### [DIRECTION]
Every line of the material is to be repeated exactly as it stands.

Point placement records
───

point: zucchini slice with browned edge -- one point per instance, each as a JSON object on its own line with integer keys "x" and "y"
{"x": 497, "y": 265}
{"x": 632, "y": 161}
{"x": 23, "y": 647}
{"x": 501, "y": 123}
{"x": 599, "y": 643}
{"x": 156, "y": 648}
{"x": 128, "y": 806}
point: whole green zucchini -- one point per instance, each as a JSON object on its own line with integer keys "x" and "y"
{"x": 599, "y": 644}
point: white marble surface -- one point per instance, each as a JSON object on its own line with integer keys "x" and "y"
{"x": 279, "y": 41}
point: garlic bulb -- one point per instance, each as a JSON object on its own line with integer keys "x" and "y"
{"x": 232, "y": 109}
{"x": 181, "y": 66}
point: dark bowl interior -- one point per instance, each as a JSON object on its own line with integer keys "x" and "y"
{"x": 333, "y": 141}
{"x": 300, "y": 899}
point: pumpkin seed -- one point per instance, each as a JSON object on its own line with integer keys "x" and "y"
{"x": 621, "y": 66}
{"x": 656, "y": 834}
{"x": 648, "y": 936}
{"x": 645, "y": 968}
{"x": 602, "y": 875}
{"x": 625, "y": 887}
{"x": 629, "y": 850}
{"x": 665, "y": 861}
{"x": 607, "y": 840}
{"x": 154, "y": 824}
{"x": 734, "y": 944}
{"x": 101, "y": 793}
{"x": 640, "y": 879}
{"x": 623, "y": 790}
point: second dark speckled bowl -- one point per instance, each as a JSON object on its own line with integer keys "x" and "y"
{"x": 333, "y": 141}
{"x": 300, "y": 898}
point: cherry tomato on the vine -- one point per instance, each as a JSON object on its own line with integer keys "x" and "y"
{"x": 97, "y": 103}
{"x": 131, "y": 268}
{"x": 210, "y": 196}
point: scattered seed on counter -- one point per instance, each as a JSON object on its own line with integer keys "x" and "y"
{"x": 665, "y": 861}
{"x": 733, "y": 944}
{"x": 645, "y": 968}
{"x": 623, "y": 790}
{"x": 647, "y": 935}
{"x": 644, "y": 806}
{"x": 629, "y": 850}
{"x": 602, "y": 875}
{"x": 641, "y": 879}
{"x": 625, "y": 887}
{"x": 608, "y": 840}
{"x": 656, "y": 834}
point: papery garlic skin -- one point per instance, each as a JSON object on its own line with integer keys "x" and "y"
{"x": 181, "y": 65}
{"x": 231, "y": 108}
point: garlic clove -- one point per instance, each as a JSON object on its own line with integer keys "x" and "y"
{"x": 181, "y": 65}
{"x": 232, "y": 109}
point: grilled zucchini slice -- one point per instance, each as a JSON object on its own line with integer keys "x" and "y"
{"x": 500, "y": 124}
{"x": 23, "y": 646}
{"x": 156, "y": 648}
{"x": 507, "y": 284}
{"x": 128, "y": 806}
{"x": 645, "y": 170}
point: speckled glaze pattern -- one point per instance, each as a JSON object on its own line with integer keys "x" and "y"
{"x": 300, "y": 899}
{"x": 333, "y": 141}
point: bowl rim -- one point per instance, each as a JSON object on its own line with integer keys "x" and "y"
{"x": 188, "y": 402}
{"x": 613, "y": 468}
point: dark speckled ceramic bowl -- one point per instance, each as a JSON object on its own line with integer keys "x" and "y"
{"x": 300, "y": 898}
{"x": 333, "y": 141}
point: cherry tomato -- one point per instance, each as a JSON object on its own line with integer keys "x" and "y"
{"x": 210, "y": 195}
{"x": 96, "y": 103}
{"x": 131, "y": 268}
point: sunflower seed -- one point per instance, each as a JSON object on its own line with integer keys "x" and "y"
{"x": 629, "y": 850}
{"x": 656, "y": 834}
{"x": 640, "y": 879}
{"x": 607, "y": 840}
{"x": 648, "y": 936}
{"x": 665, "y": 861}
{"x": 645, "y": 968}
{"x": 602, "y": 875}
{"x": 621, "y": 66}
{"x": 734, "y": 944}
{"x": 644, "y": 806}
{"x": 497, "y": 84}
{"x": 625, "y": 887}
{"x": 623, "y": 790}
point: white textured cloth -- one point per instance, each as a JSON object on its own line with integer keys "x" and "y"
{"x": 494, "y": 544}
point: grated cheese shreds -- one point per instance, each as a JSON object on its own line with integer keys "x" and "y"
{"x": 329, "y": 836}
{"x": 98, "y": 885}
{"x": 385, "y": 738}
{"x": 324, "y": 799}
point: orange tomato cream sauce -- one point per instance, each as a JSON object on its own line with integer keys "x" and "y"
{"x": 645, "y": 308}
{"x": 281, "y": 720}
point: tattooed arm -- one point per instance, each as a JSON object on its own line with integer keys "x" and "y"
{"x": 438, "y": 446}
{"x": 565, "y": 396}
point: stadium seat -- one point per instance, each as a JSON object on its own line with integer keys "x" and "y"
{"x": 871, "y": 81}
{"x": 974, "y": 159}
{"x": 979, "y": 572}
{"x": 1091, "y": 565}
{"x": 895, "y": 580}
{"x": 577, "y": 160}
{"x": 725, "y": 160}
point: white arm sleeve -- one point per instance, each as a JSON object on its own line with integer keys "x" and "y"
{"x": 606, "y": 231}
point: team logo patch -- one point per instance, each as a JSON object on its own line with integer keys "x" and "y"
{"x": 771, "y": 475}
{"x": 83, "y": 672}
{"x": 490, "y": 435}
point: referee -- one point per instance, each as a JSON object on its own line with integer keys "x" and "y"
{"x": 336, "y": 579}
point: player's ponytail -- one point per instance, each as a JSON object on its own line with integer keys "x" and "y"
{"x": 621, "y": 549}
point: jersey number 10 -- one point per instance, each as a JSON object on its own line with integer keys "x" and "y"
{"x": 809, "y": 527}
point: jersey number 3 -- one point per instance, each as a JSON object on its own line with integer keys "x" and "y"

───

### [FINAL RESULT]
point: zucchini slice with browned edge -- one point per instance, each as a JSON object on its own line with integer keys "x" and "y"
{"x": 497, "y": 265}
{"x": 632, "y": 161}
{"x": 23, "y": 647}
{"x": 501, "y": 123}
{"x": 599, "y": 643}
{"x": 156, "y": 648}
{"x": 128, "y": 806}
point: whole green zucchini -- one point per instance, each as a JSON object on its own line with integer keys "x" and "y"
{"x": 599, "y": 644}
point: white marble surface -- one point per instance, each as a JSON object on its own line with integer keys "x" and "y"
{"x": 279, "y": 41}
point: garlic bulb -- one point per instance, each as a JSON object on its own line with integer keys "x" and "y"
{"x": 232, "y": 109}
{"x": 181, "y": 66}
point: dark bowl interior -- one point per instance, each as a JSON object on its own line with integer keys "x" and "y"
{"x": 333, "y": 141}
{"x": 300, "y": 899}
point: pumpkin seed -- one point per instance, each as a JSON object on its own line with integer keys "x" and "y"
{"x": 621, "y": 66}
{"x": 656, "y": 834}
{"x": 648, "y": 936}
{"x": 645, "y": 968}
{"x": 602, "y": 875}
{"x": 625, "y": 887}
{"x": 629, "y": 850}
{"x": 665, "y": 861}
{"x": 607, "y": 840}
{"x": 154, "y": 824}
{"x": 734, "y": 944}
{"x": 101, "y": 793}
{"x": 640, "y": 879}
{"x": 623, "y": 790}
point: second dark speckled bowl -- one point per instance, each as a JSON object on its own line with integer keys "x" and "y"
{"x": 333, "y": 141}
{"x": 300, "y": 898}
point: cherry tomato on the vine -- one point per instance, each as a JSON object on its own line with integer keys "x" and "y"
{"x": 97, "y": 103}
{"x": 131, "y": 268}
{"x": 210, "y": 196}
point: scattered seed on counter -- one point per instance, each as a JSON object on its own line with integer keys "x" and "y"
{"x": 665, "y": 861}
{"x": 733, "y": 944}
{"x": 645, "y": 968}
{"x": 623, "y": 790}
{"x": 647, "y": 935}
{"x": 644, "y": 806}
{"x": 629, "y": 850}
{"x": 602, "y": 875}
{"x": 641, "y": 879}
{"x": 625, "y": 887}
{"x": 608, "y": 840}
{"x": 656, "y": 834}
point: papery garlic skin -- one point per instance, each as a JSON object on its own line with integer keys "x" and "y"
{"x": 181, "y": 65}
{"x": 231, "y": 108}
point: garlic clove -- one point per instance, each as a JSON object on its own line with integer keys "x" and "y"
{"x": 181, "y": 65}
{"x": 232, "y": 109}
point: grilled zucchini slice -- one point per instance, each as a JSON object on its own line with integer keys "x" and "y"
{"x": 500, "y": 124}
{"x": 23, "y": 646}
{"x": 156, "y": 648}
{"x": 507, "y": 284}
{"x": 128, "y": 806}
{"x": 645, "y": 170}
point: speckled glaze pattern -- one point per instance, each as a JSON object on its own line with integer keys "x" and "y"
{"x": 300, "y": 899}
{"x": 333, "y": 141}
point: bowl rim -- one point per instance, each as a JSON object on its own line with integer keys "x" and "y"
{"x": 188, "y": 402}
{"x": 613, "y": 468}
point: dark speckled ceramic bowl -- one point per instance, each as a JSON object on its own line with integer keys "x" and "y"
{"x": 300, "y": 898}
{"x": 333, "y": 141}
point: cherry tomato -- one point per instance, each as a JSON object on its own line with integer keys "x" and "y"
{"x": 210, "y": 195}
{"x": 96, "y": 103}
{"x": 131, "y": 268}
point: sunflower seed -- one point per instance, each as a JSON object on its own line with integer keys "x" and "y"
{"x": 629, "y": 850}
{"x": 656, "y": 834}
{"x": 640, "y": 879}
{"x": 607, "y": 840}
{"x": 648, "y": 936}
{"x": 665, "y": 861}
{"x": 645, "y": 968}
{"x": 602, "y": 875}
{"x": 621, "y": 66}
{"x": 734, "y": 944}
{"x": 644, "y": 806}
{"x": 497, "y": 84}
{"x": 625, "y": 887}
{"x": 623, "y": 790}
point: white textured cloth -- one point per instance, each as a JSON object on its own line with integer keys "x" and "y"
{"x": 494, "y": 544}
point: grated cheese shreds -- one point per instance, each as a JSON object on its own line with integer keys "x" and "y"
{"x": 329, "y": 836}
{"x": 98, "y": 885}
{"x": 385, "y": 738}
{"x": 324, "y": 799}
point: orange tomato cream sauce -- one point per instance, each as a JSON object on its own line with integer keys "x" and "y"
{"x": 645, "y": 308}
{"x": 281, "y": 720}
point: tattooed arm -- one point per instance, each as a JSON object on its own line with integer keys "x" and "y"
{"x": 438, "y": 446}
{"x": 565, "y": 396}
point: stadium seat -- one point per instance, each as a JSON object on its own line with integer keys "x" and "y"
{"x": 871, "y": 81}
{"x": 974, "y": 159}
{"x": 979, "y": 572}
{"x": 1091, "y": 565}
{"x": 895, "y": 580}
{"x": 577, "y": 160}
{"x": 725, "y": 160}
point: white arm sleeve -- one point per instance, each as a JSON object on its own line with integer keys "x" and "y"
{"x": 606, "y": 231}
point: team logo patch -- one point per instance, each as a JSON object on its own line with integer keys "x" and "y"
{"x": 771, "y": 475}
{"x": 83, "y": 672}
{"x": 490, "y": 435}
point: referee -- one point per instance, each as a JSON object on its own line with integer keys "x" and "y"
{"x": 336, "y": 579}
point: player's ponytail -- one point per instance, each as a JSON object on its own line with integer keys "x" and "y"
{"x": 621, "y": 549}
point: jersey number 10 -- one point per instance, each as a JSON object on its own line with integer keys "x" and "y"
{"x": 809, "y": 527}
point: jersey number 3 -- one point per instance, each as a JSON object on its own line with integer keys "x" and "y"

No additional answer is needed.